TASK TO CARRY OUT — The listing beneath should be written out in full, exactly as shown.

SOURCE RECORDS —
## begin

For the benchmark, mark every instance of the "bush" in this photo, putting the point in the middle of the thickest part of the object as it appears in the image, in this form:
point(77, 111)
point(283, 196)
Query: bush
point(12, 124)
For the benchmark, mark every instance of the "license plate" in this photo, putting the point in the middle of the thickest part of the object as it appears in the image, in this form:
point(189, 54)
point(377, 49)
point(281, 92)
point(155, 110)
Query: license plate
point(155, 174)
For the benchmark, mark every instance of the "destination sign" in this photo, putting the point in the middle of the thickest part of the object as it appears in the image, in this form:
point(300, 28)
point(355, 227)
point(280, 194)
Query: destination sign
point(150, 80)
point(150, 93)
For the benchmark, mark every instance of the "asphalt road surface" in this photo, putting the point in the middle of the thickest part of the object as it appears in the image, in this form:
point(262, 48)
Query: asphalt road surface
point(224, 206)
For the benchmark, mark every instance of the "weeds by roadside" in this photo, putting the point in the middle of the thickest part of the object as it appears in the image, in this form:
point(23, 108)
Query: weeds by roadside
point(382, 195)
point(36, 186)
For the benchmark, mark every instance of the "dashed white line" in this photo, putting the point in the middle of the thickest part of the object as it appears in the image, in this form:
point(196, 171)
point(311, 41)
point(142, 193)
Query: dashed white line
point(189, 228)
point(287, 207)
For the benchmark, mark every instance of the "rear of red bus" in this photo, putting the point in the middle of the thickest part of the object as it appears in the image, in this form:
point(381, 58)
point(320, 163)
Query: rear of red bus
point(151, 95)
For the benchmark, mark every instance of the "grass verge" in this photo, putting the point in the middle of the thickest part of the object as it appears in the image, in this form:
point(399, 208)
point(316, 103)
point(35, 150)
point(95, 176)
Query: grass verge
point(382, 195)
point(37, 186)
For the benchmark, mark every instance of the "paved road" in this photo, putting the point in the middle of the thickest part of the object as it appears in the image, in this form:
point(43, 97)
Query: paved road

## end

COMPLETE OUTPUT —
For the benchmark, mark every instance of the "bush" in this photo, putting the point in the middle of the thickest part of the object as it appears in the image, in this form:
point(77, 111)
point(283, 196)
Query: bush
point(12, 124)
For the benchmark, mark every instance of the "license plate" in this photo, putting the point in the middle of the thickest part of the object as it appears in the image, in this form:
point(189, 54)
point(377, 49)
point(281, 92)
point(155, 110)
Query: license plate
point(155, 174)
For the benchmark, mark every instance of the "destination sign" in this photo, putting the point in the middle of the thickest part of the object as it appears in the image, in this form:
point(300, 28)
point(355, 227)
point(280, 194)
Query: destination sign
point(150, 80)
point(150, 93)
For the benchmark, mark every instance of the "asphalt road surface" in this photo, putting the point in the middle of the thickest part of the object as it appears in the image, in this form:
point(262, 48)
Query: asphalt road surface
point(224, 206)
For the benchmark, mark every instance of the "weeds by roadside" in this photo, putting the point in the middle of the thickest part of the object as it appears in the image, in this form:
point(23, 108)
Query: weeds by roadside
point(382, 195)
point(36, 186)
For the benchmark, mark every instance of the "dashed white line" in this photo, putting the point in the middle of the thickest part of the object as it appears in the image, in this form:
point(196, 171)
point(311, 41)
point(142, 193)
Query: dashed white line
point(189, 228)
point(287, 207)
For the benchmark, mark every instance of the "rear of red bus" in this photo, putting the point in the middle of the thickest part of the object as it appears in the image, in this form:
point(381, 58)
point(320, 163)
Query: rear of red bus
point(151, 95)
For the benchmark, mark every instance of the "grass verge" in this photo, putting the point in the middle of the thickest part of the object as it appears in the image, in this form:
point(399, 208)
point(316, 103)
point(35, 150)
point(95, 176)
Query: grass verge
point(382, 195)
point(37, 186)
For the benchmark, mark every instance of the "paved road" in this photo, putting the point in the middle of the thickest part of the object as it appears in the image, in this form:
point(43, 97)
Query: paved road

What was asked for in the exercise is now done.